Task requirements:
The entries are to be returned exactly, with images left out.

Records shown: Begin

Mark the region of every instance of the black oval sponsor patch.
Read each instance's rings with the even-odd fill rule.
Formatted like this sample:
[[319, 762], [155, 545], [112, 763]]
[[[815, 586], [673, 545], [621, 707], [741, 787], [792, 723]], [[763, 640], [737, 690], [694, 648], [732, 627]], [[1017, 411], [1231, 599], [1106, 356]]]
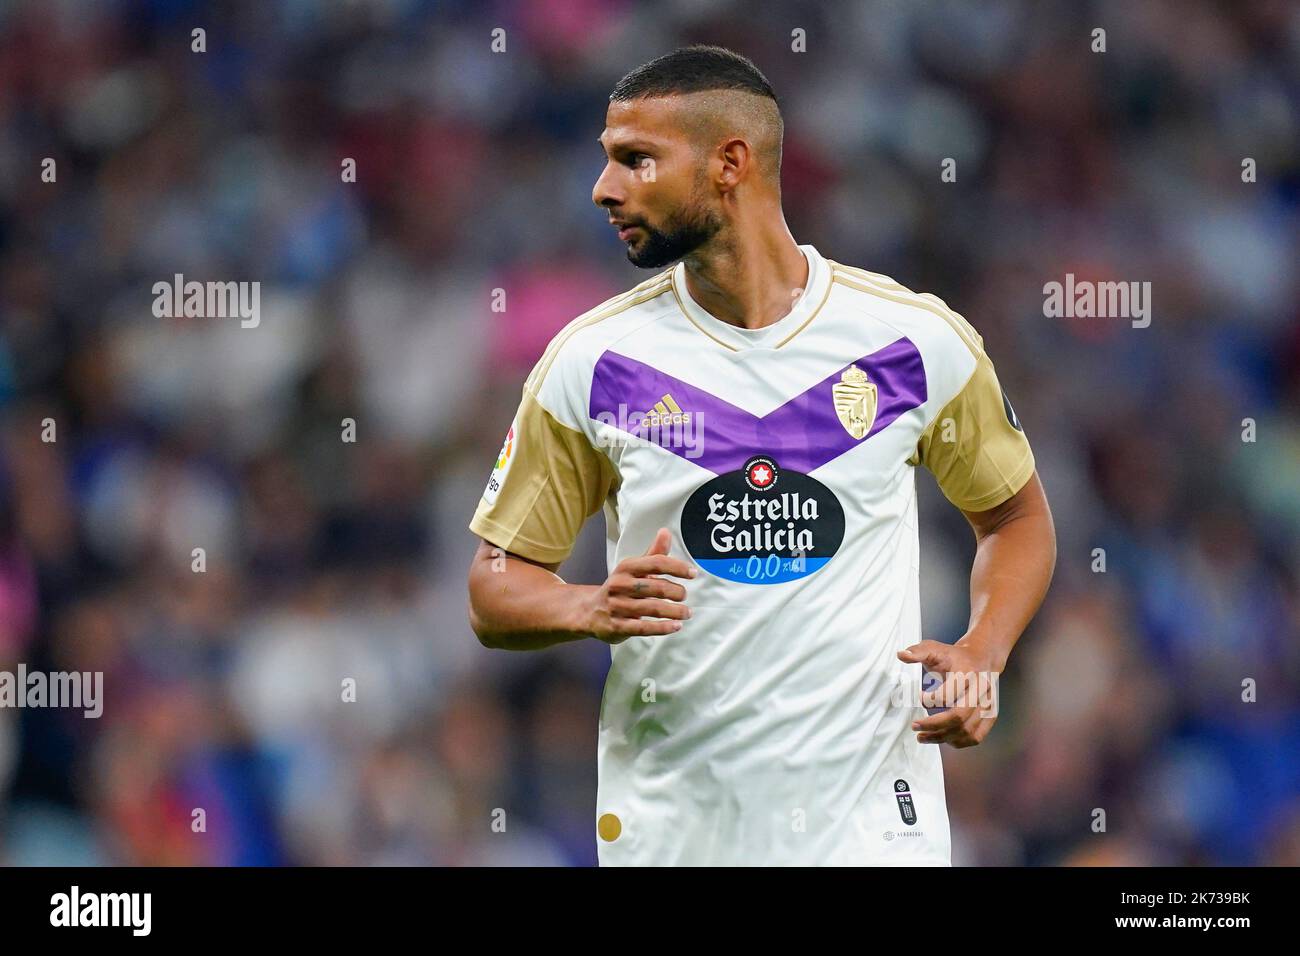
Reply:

Records shown: End

Written response:
Mark the region of every instance of the black oval sponsor patch.
Read each instance's rings with the even-odd fill rule.
Formatted like this sample:
[[319, 762], [155, 545], [112, 763]]
[[[815, 586], [673, 545], [621, 707], [741, 787], [792, 723]], [[763, 640], [737, 690], [694, 648], [732, 627]], [[1017, 411], [1231, 599], [1106, 356]]]
Reply:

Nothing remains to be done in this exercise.